* _To do_:
Return nothing but the lines from the line containing "target | sand dune" through the last line of the records, reproduced exactly.

>> begin

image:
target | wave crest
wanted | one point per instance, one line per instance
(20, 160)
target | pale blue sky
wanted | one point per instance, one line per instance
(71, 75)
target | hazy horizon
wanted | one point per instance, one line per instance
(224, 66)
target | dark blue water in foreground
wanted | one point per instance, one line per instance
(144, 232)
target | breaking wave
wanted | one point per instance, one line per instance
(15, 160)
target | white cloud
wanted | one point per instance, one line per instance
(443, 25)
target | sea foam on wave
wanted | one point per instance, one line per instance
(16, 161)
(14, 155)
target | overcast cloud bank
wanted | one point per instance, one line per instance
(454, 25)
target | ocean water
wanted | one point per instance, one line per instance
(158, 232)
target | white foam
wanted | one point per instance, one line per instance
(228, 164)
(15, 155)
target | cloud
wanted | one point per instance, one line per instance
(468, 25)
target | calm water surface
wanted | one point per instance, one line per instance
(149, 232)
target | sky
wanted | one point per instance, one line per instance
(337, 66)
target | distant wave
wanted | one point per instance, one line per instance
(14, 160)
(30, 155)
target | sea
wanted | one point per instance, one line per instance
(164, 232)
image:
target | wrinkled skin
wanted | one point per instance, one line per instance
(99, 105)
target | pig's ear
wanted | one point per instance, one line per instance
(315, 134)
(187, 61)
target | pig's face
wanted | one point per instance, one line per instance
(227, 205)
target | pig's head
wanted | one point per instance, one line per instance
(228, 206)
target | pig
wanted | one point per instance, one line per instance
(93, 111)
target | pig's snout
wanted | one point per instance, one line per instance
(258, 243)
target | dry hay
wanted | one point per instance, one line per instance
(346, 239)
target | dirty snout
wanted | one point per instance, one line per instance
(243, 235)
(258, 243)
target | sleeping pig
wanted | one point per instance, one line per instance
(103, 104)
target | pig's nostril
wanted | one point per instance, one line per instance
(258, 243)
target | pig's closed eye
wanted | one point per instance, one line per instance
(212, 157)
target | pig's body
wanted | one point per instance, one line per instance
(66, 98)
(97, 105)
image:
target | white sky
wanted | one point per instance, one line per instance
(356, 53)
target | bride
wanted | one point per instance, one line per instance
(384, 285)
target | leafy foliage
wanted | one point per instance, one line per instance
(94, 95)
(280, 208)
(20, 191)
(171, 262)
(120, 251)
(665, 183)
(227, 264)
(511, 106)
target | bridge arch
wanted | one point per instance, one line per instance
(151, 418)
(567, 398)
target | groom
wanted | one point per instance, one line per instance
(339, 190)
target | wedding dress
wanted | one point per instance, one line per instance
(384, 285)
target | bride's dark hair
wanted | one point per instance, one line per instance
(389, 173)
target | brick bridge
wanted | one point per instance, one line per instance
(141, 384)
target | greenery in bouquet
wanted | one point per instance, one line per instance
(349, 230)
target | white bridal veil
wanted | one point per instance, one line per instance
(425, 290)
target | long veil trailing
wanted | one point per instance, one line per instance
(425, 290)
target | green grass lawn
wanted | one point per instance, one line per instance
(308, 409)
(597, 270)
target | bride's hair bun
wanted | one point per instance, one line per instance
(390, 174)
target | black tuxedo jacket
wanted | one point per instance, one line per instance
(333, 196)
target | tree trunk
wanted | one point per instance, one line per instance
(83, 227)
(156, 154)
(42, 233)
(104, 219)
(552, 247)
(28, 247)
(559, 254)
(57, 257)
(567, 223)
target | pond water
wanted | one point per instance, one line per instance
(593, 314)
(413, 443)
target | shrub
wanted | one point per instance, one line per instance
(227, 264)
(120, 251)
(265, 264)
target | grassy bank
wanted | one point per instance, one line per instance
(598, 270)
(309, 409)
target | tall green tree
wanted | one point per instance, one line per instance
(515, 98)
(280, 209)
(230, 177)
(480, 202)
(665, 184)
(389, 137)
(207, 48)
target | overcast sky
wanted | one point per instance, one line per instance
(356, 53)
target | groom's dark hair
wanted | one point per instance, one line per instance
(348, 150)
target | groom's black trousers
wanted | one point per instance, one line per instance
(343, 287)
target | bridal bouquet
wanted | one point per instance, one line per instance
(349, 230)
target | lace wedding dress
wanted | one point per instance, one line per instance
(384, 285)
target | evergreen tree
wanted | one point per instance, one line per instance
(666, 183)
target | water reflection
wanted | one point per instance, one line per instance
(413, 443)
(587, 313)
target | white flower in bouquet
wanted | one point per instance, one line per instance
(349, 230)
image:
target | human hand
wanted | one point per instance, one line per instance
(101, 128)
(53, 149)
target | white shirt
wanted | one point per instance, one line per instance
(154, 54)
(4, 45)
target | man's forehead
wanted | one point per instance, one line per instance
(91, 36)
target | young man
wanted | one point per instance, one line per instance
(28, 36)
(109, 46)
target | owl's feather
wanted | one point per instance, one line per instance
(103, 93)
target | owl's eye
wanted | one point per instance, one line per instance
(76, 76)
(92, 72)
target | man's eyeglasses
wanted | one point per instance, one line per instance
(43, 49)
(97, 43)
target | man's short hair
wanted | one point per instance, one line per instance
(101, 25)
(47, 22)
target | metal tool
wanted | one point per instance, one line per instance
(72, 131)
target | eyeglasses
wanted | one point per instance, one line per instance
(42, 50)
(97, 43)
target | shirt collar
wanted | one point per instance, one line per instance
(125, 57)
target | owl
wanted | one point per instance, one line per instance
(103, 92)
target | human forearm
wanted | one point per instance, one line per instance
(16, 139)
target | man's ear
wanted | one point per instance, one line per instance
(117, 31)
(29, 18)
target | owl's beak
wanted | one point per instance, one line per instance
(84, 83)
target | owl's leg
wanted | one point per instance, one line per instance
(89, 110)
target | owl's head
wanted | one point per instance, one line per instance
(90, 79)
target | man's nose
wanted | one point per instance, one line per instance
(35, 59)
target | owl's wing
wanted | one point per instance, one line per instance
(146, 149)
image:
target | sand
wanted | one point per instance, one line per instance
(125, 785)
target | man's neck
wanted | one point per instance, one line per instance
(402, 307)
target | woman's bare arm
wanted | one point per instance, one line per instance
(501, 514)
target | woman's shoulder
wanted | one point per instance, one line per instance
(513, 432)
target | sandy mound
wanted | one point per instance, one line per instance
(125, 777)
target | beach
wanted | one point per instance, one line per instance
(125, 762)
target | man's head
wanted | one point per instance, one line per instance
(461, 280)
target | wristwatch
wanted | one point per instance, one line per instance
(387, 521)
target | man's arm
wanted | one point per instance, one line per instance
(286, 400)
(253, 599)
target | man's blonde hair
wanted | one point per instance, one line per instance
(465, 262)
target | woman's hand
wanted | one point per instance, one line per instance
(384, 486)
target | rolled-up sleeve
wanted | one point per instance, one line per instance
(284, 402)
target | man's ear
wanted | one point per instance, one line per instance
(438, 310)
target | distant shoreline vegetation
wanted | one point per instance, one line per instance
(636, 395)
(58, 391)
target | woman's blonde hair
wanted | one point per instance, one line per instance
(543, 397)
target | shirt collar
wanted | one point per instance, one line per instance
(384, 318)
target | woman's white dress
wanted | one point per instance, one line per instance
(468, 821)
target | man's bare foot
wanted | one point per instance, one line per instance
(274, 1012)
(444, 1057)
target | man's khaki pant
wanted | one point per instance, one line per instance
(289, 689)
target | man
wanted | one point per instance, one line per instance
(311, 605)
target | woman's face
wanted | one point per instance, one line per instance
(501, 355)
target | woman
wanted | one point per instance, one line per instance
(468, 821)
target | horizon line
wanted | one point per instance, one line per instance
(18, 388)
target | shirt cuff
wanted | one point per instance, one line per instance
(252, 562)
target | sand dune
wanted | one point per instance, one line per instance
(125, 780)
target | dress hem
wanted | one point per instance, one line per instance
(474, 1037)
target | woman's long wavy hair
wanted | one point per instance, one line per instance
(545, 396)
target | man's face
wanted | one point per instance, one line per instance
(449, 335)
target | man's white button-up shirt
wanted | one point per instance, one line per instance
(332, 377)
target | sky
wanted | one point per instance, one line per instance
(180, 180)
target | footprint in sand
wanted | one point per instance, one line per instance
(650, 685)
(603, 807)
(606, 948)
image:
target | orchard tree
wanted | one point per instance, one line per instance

>> end

* _Solution to the exercise_:
target | sand dune
wanted | one point per instance, one line per instance
(125, 780)
target | dress hem
wanted | one point per instance, one line per instance
(474, 1037)
target | woman's long wavy hair
wanted | one point per instance, one line per instance
(545, 396)
target | man's face
wanted | one point per instance, one line per instance
(449, 335)
target | man's white button-up shirt
wanted | one point per instance, one line per instance
(332, 377)
target | sky
wanted | one point per instance, one line per instance
(180, 180)
target | footprint in sand
wanted | one point per instance, one line per instance
(650, 685)
(603, 807)
(606, 948)
image:
target | orchard tree
wanted | one point per instance, one line per instance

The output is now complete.